Camera Pose based on solvepnp() weird results

Hey guys, currently I try to estimate the pose of my camera using solvpnp() with OpenCV. I printed the resulting tvec’s. Can anybody explain me why I obtain x=-5,80 and y=-5,02 ?

you could have just printed some random numbers. we can’t know how they happened.

what information would anyone require to be able to help you?

1 Like

I already have the intrinsic parameters for the camera. Then, with the intrinsic parameters, I use solvenpnp() to get the extrinsic parameters. Accordingly, the values I have printed out should not be random.

… and z ~13.5

they’re not random at all, but make sense in a 3d world, where (0,0,0) is the origin. this is the center of the tripod, in camera coords, right ?

please add your code and the intrinsics to your question

ps: maybe you could also try with an empty distortion vec and a synthetic camera mat derived from image size (for reference, and to rule out, that your intrinsics are the problem)

1 Like

I guess I shouldn’t have called them “random” but “arbitrary”… because you merely showed some output, that could have been produced by god knows what program, but you didn’t show that program.

stating that you called some API is NOT ENOUGH. I hope you realize that. for your sake.

you are expected to know by now that you have to make your issue reproducible. we don’t have magical crystal balls that see things you keep a secret from us.

these types of question absolutely require complete code and all data that’s required to reproduce the outputs you don’t like.

if you disagree with anything I just said, I’m very sorry but you want help and these things are the bare minimum to help you… and always remember this is free help. you are free to make this process significantly harder than it needs to be. don’t be surprised by the results then.

1 Like

Thank you very much for the answers. I will keep that in mind and implement your tips. Therefore, I have added the code below with which I have achieved the results which can be seen in the image. For the calibration of the camera, i used the following code:

import numpy as np
import cv2
import glob

#termination criteria
criteria = (cv2.TERM_CRITERIA_EPS + cv2.TERM_CRITERIA_MAX_ITER, 30, 0.001)

#### PROVIDED DATA
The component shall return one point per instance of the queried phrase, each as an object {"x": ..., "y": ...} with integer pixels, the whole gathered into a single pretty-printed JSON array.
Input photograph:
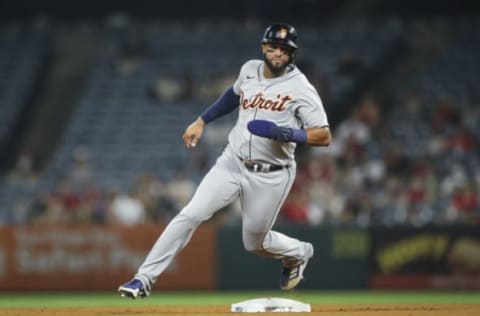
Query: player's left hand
[
  {"x": 267, "y": 129},
  {"x": 193, "y": 133}
]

#### STATED TASK
Carry on the forum thread about camera pose from solvePnP, starting right after the last line of calibration code shown.

#### SOLVED EXERCISE
#prepare object points, like (0,0,0), (1,0,0), (2,0,0) …,(6,5,0)
a = 8
b = 5

objp = np.zeros((b*a,3), np.float32)
objp[:,:2] = np.mgrid[0:a,0:b].T.reshape(-1,2)

#Arrays to store object points and image points from all the images.
objpoints = # 3d point in real world space
imgpoints = # 2d points in image plane.

images = glob.glob(‘data1/*.jpg’)

for fname in images:
img = cv2.imread(fname)
gray = cv2.cvtColor(img,cv2.COLOR_BGR2GRAY)

#Find the chess board corners
ret, corners = cv2.findChessboardCorners(gray, (a,b), None)
print(fname, ret)

#If found, add object points, image points (after refining them)
if ret == True:
objpoints.append(objp)

   cv2.cornerSubPix(gray,corners,(11,11),(-1,-1),criteria)
   imgpoints.append(corners)

   #Draw and display the corners
   cv2.drawChessboardCorners(img, (a,b), corners, ret)
   cv2.imshow('img',img)

cv2.destroyAllWindows()
ret, mtx, dist, rvecs, tvecs = cv2.calibrateCamera(objpoints, imgpoints, gray.shape[::-1],None,None)
np.savez(‘c2.npz’, mtx=mtx, dist=dist, rvecs=rvecs, tvecs=tvecs)

mean_error = 0
tot_error = 0
for i in range(len(objpoints)):
imgpoints2, _ = cv2.projectPoints(objpoints[i], rvecs[i], tvecs[i], mtx, dist)
error = cv2.norm(imgpoints[i],imgpoints2, cv2.NORM_L2)/len(imgpoints2)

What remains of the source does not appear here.